YOUR GOAL:
Edit the entries below by changing every "Reviewer note" to "Annotator note" and keeping everything else the same. Omit the pictures from your version.

(Stored data entries)

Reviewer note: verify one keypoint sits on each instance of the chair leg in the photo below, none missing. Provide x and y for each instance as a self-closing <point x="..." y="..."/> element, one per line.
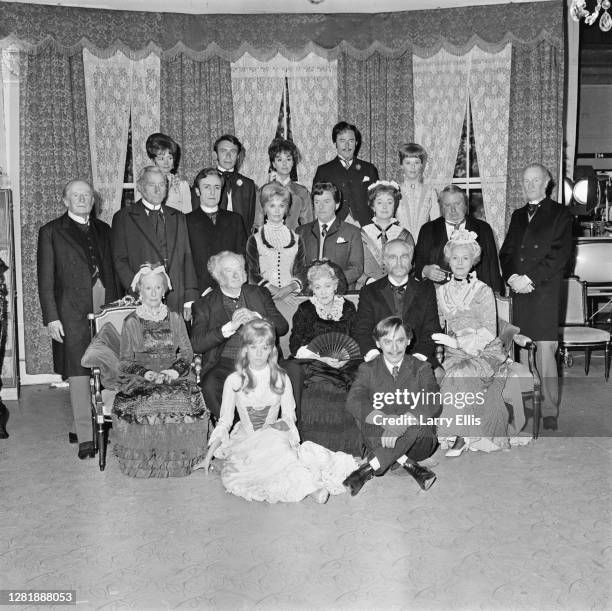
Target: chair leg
<point x="587" y="360"/>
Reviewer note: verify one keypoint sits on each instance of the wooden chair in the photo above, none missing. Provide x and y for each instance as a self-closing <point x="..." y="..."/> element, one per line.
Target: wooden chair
<point x="527" y="373"/>
<point x="575" y="333"/>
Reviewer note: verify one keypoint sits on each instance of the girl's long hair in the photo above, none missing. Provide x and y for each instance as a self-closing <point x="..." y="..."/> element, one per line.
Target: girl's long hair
<point x="251" y="333"/>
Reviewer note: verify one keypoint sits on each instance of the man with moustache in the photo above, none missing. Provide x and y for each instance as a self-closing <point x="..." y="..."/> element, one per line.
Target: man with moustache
<point x="75" y="277"/>
<point x="534" y="255"/>
<point x="351" y="175"/>
<point x="210" y="228"/>
<point x="399" y="294"/>
<point x="148" y="230"/>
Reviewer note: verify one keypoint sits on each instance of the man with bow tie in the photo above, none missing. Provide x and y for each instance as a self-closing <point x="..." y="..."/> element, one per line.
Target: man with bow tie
<point x="329" y="237"/>
<point x="429" y="259"/>
<point x="534" y="255"/>
<point x="75" y="277"/>
<point x="239" y="192"/>
<point x="398" y="294"/>
<point x="148" y="230"/>
<point x="351" y="175"/>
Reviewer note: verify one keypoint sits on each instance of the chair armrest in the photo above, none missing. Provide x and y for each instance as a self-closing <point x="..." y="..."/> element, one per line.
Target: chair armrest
<point x="196" y="364"/>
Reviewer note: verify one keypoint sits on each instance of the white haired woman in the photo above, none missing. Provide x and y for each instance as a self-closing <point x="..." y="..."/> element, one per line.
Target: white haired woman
<point x="476" y="364"/>
<point x="156" y="390"/>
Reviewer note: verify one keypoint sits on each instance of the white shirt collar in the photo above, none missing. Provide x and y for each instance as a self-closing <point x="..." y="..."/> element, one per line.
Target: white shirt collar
<point x="149" y="206"/>
<point x="78" y="219"/>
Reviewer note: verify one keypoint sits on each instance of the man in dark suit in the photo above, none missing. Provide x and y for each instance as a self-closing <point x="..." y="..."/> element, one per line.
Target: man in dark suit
<point x="212" y="230"/>
<point x="394" y="400"/>
<point x="429" y="259"/>
<point x="351" y="175"/>
<point x="75" y="277"/>
<point x="219" y="315"/>
<point x="330" y="237"/>
<point x="149" y="231"/>
<point x="239" y="192"/>
<point x="398" y="294"/>
<point x="534" y="255"/>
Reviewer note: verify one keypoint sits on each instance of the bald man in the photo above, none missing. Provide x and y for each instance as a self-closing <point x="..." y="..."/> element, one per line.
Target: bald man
<point x="75" y="277"/>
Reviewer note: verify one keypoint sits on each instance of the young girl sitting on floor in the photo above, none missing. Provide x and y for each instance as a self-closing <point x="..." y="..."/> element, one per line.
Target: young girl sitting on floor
<point x="264" y="460"/>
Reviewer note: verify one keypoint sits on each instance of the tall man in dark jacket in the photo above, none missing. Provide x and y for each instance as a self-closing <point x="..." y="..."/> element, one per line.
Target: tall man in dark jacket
<point x="351" y="175"/>
<point x="429" y="252"/>
<point x="534" y="255"/>
<point x="210" y="228"/>
<point x="149" y="231"/>
<point x="75" y="277"/>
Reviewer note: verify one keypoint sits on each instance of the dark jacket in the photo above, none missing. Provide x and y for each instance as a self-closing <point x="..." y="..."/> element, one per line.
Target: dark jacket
<point x="430" y="250"/>
<point x="64" y="286"/>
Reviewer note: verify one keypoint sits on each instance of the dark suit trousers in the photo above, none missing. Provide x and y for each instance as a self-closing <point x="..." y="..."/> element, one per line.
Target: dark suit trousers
<point x="418" y="443"/>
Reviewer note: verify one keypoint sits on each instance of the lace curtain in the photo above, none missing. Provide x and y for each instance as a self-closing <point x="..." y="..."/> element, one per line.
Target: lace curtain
<point x="257" y="89"/>
<point x="54" y="149"/>
<point x="196" y="108"/>
<point x="489" y="87"/>
<point x="116" y="86"/>
<point x="440" y="98"/>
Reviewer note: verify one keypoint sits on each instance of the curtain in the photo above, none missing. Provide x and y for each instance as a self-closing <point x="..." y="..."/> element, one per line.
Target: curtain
<point x="196" y="107"/>
<point x="257" y="88"/>
<point x="536" y="114"/>
<point x="114" y="87"/>
<point x="440" y="102"/>
<point x="489" y="88"/>
<point x="376" y="94"/>
<point x="313" y="91"/>
<point x="54" y="149"/>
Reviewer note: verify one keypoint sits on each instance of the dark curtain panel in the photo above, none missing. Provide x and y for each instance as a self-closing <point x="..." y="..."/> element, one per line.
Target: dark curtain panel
<point x="196" y="108"/>
<point x="376" y="95"/>
<point x="54" y="149"/>
<point x="536" y="114"/>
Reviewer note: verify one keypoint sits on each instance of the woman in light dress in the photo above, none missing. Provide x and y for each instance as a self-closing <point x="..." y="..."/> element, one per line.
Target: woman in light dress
<point x="264" y="460"/>
<point x="419" y="202"/>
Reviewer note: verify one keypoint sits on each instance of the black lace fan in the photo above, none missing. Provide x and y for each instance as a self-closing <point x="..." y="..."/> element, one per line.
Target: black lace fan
<point x="336" y="346"/>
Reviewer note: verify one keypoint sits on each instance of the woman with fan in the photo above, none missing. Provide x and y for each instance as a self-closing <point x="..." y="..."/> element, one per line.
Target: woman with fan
<point x="320" y="342"/>
<point x="383" y="198"/>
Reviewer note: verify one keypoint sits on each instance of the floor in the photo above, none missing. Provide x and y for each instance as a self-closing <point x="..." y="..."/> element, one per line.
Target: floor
<point x="524" y="529"/>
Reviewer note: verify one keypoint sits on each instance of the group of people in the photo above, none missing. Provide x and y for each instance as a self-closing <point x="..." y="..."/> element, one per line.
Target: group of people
<point x="230" y="260"/>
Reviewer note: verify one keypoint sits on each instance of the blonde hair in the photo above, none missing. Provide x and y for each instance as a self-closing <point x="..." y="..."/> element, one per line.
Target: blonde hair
<point x="251" y="333"/>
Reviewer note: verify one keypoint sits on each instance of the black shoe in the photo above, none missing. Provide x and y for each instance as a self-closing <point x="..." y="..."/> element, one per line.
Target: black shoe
<point x="86" y="450"/>
<point x="355" y="481"/>
<point x="425" y="477"/>
<point x="550" y="423"/>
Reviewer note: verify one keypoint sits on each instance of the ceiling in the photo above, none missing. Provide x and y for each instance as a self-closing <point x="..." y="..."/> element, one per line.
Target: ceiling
<point x="268" y="6"/>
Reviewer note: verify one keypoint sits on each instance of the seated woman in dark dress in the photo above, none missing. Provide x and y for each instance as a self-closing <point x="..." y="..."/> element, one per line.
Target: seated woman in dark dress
<point x="156" y="390"/>
<point x="323" y="418"/>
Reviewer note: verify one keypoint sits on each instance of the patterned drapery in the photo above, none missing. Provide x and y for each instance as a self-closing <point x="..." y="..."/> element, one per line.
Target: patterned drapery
<point x="375" y="94"/>
<point x="489" y="87"/>
<point x="54" y="149"/>
<point x="536" y="115"/>
<point x="115" y="86"/>
<point x="196" y="108"/>
<point x="440" y="100"/>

IN RESPONSE:
Annotator note: verify one keypoint sits on each instance of the chair leg in the photo below, none missing. Provide x and y for each instance as a self-closing <point x="..." y="..."/> element, one per line.
Target: chair leg
<point x="587" y="360"/>
Annotator note: verify one keypoint sits on each instance of the wooden chair in the photo above, none missing. Provide x and y for each instance as a self-closing <point x="..." y="..."/> element, one per line.
Target: wooden chair
<point x="527" y="373"/>
<point x="575" y="333"/>
Annotator note: verify one keypoint sits on each instance of the girl's long hair in the photo above, none missing. Provide x and y for each instance as a self-closing <point x="..." y="..."/> element, one per line.
Target: girl's long hair
<point x="251" y="333"/>
Annotator note: verify one keypoint sits on each instance of the man with moustache in the photo above, none missing. Provide x and y for each instance as a self-closing <point x="..." y="..."/> element, one per line.
Target: man with moustache
<point x="75" y="277"/>
<point x="534" y="255"/>
<point x="351" y="175"/>
<point x="210" y="228"/>
<point x="399" y="294"/>
<point x="148" y="230"/>
Annotator note: verify one keypoint sits on each instance of the man with bow tie in the photo above, none missing. Provide x and y for each instance as a self-closing <point x="..." y="..."/> element, one per line.
Target: man with bow tie
<point x="329" y="237"/>
<point x="429" y="259"/>
<point x="534" y="255"/>
<point x="75" y="277"/>
<point x="239" y="192"/>
<point x="398" y="294"/>
<point x="148" y="230"/>
<point x="351" y="175"/>
Annotator note: verify one keypoint sits on each instance of the chair armrest in the photo above, none missing. Provide x and y for each instance as a self-closing <point x="..." y="..."/> element, one per line.
Target: chair armrest
<point x="196" y="364"/>
Annotator note: verify one keypoint sits on each instance of the white haired woman in the photo above, none missing. Provide x and y for each instance as a self-closing <point x="..." y="..."/> element, one per line.
Target: white haired woman
<point x="476" y="364"/>
<point x="156" y="390"/>
Annotator note: verify one keypoint sits on each instance of the white shirt collar in the photo above, none missing. Provide x and y for each instance as a self-closing <point x="..." y="..."/> element, one per line.
Target: white shirt collar
<point x="149" y="206"/>
<point x="78" y="219"/>
Annotator note: verify one keypoint sits on each instance of the man in dark suit in the photo above, none missing. Provide x and y for each instance as a self-closing <point x="..." y="..."/> element, one per line.
Target: man in dark suit
<point x="212" y="230"/>
<point x="394" y="400"/>
<point x="429" y="259"/>
<point x="351" y="175"/>
<point x="75" y="277"/>
<point x="219" y="315"/>
<point x="330" y="237"/>
<point x="149" y="231"/>
<point x="239" y="192"/>
<point x="398" y="294"/>
<point x="534" y="255"/>
Annotator note: verify one keypoint sits on each instance of the bald man in the photo above, none missing. Provide x and y for each instance as a self-closing <point x="..." y="..."/> element, one per line.
Target: bald man
<point x="75" y="277"/>
Annotator note: verify one keypoint sits on each instance of the young girl sitting on floor in the photo above, none missing. Provide x and y for each instance as a self-closing <point x="..." y="..."/> element, one per line.
Target: young girl sitting on floor
<point x="264" y="460"/>
Annotator note: verify one keypoint sits on each instance of the tall man in dark jacket in the photo above, none missing. Provide x and y for each instance as a self-closing <point x="..." y="..."/> element, one per line.
Target: tall man in dark jacket
<point x="351" y="175"/>
<point x="429" y="252"/>
<point x="534" y="255"/>
<point x="210" y="228"/>
<point x="149" y="231"/>
<point x="75" y="277"/>
Annotator note: verify one keypoint sits on each instance of the dark jacket in the photo above, none missing. Provide x and y for each instance as a self-closing <point x="..." y="..."/> element, one per line.
Target: dark jacket
<point x="430" y="250"/>
<point x="64" y="286"/>
Annotator note: verify one keypoint sits on each instance of the dark suit trousers in the photo above, none missing. Provide x and y for each instance as a self-closing <point x="..." y="..."/> element, one per line.
Target: dark suit trousers
<point x="418" y="443"/>
Annotator note: verify one keypoint sits on each instance of the lace curtain in the photo above, none missing. Provide x and y for each instance as a self-closing <point x="..." y="..."/> element, one per line.
Target: lace curtain
<point x="257" y="89"/>
<point x="54" y="149"/>
<point x="196" y="108"/>
<point x="489" y="87"/>
<point x="116" y="86"/>
<point x="440" y="98"/>
Annotator note: verify one keypoint sits on each instance of the curtain in the photo above, none missing. Provide x and y for each instance as a self-closing <point x="..." y="..."/> element, one per line.
Target: curtain
<point x="196" y="107"/>
<point x="257" y="88"/>
<point x="536" y="114"/>
<point x="114" y="87"/>
<point x="440" y="102"/>
<point x="489" y="88"/>
<point x="376" y="94"/>
<point x="313" y="91"/>
<point x="54" y="149"/>
Annotator note: verify one keypoint sits on each instance of the dark curtain panel in the photo above, none missing. Provide x and y for each instance as a self-closing <point x="..." y="..."/> element, one per line.
Target: dark curtain panel
<point x="196" y="108"/>
<point x="376" y="95"/>
<point x="54" y="149"/>
<point x="536" y="114"/>
Annotator note: verify one keypoint sits on each instance of the woman in light dress in the photo above, none missing. Provide x and y for each instance as a self-closing <point x="..." y="..."/> element, one per line.
Target: woman in light dress
<point x="264" y="460"/>
<point x="419" y="202"/>
Annotator note: verify one keypoint sits on each instance of the black lace fan in the photo above, none missing. Provide x and y for each instance as a self-closing <point x="..." y="..."/> element, one per line.
Target: black lace fan
<point x="336" y="346"/>
Annotator note: verify one keypoint sits on each instance of the woman with fan in the photo above, none missing. Provide x and y for each instance as a self-closing <point x="..." y="..."/> element, one per line.
Target: woman with fan
<point x="320" y="342"/>
<point x="383" y="198"/>
Annotator note: verify one keypoint sits on each instance of the floor in the photo above, none missing. Provide x and y for each instance as a self-closing <point x="..." y="..."/> element, one per line.
Target: floor
<point x="524" y="529"/>
Annotator note: verify one keypoint sits on each instance of the group of people in the photo above, none missing. Provide x and y for each instance as a self-closing <point x="..." y="..."/> element, one per line.
Target: group of people
<point x="230" y="260"/>
Annotator note: verify one keypoint sits on each instance of the blonde hair in the photo above, none missing. Provide x and y for each instance as a self-closing <point x="..." y="..."/> element, one per line.
Target: blonde hair
<point x="251" y="333"/>
Annotator note: verify one keypoint sits on each instance of the black shoe in the photo above, none missing. Provide x and y for each instance as a self-closing <point x="..." y="..."/> element, one per line.
Target: black shoe
<point x="86" y="450"/>
<point x="355" y="481"/>
<point x="425" y="477"/>
<point x="550" y="423"/>
Annotator note: verify one keypoint sits on each instance of the ceiling in the photo above, none missing. Provide x and y for each instance as a self-closing <point x="..." y="..."/> element, one per line.
Target: ceiling
<point x="268" y="6"/>
Annotator note: verify one keypoint sits on each instance of the seated woman in dark dress in the photo above, none missing. Provide x and y for each instance as a self-closing <point x="..." y="..."/> element, one per line.
Target: seated woman in dark dress
<point x="156" y="390"/>
<point x="323" y="418"/>
Annotator note: verify one keypoint sits on each instance of the patterned drapery in the photo above, none missing. Provide x and y for each instance as a self-closing <point x="..." y="..."/> element, one per line.
Target: patterned drapery
<point x="375" y="94"/>
<point x="489" y="87"/>
<point x="54" y="149"/>
<point x="536" y="115"/>
<point x="115" y="86"/>
<point x="196" y="108"/>
<point x="440" y="100"/>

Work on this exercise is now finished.